(Extracted entries)
============

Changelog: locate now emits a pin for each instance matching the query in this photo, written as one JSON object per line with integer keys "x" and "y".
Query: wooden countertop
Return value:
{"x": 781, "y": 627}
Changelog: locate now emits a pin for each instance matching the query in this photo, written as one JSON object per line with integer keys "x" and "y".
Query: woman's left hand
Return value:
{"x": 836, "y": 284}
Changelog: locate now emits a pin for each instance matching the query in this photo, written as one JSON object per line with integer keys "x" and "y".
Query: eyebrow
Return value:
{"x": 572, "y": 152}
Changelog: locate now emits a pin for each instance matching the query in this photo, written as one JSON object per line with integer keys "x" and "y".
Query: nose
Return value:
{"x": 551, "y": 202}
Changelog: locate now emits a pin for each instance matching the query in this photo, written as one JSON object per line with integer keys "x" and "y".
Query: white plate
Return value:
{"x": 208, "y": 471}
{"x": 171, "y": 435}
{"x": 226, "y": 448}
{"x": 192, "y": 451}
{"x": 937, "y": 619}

============

### Goal
Render every line of the entries above as a Markdown table with two columns, Row and Line, numbering each row and skipping blank lines.

### Solution to the problem
| Row | Line |
|---|---|
| 1 | Changelog: locate now emits a pin for each instance matching the query in this photo, written as one JSON object per line with integer keys "x" and "y". |
| 2 | Query: wooden countertop |
| 3 | Return value: |
| 4 | {"x": 781, "y": 627} |
| 5 | Changelog: locate now emits a pin for each instance matching the query in this photo, written as one JSON object per line with integer keys "x" and "y". |
| 6 | Query: woman's left hand |
| 7 | Return value: |
| 8 | {"x": 836, "y": 284} |
| 9 | Changelog: locate now emits a pin for each instance matching the query in this photo, written as one JSON object per line with integer keys "x" and "y". |
| 10 | Query: eyebrow |
| 11 | Return value: |
| 12 | {"x": 572, "y": 152} |
| 13 | Changelog: locate now emits a pin for each instance matching the query in this photo, written as one JSON object per line with integer keys "x" and "y". |
| 14 | Query: nose |
| 15 | Return value: |
| 16 | {"x": 551, "y": 202} |
| 17 | Changelog: locate now emits a pin for each instance matching the query in this photo, written as one JSON object per line with integer keys "x" and "y". |
| 18 | Query: white plate |
| 19 | Return value: |
| 20 | {"x": 208, "y": 471} |
| 21 | {"x": 171, "y": 435} |
| 22 | {"x": 226, "y": 448} |
| 23 | {"x": 192, "y": 451} |
| 24 | {"x": 937, "y": 619} |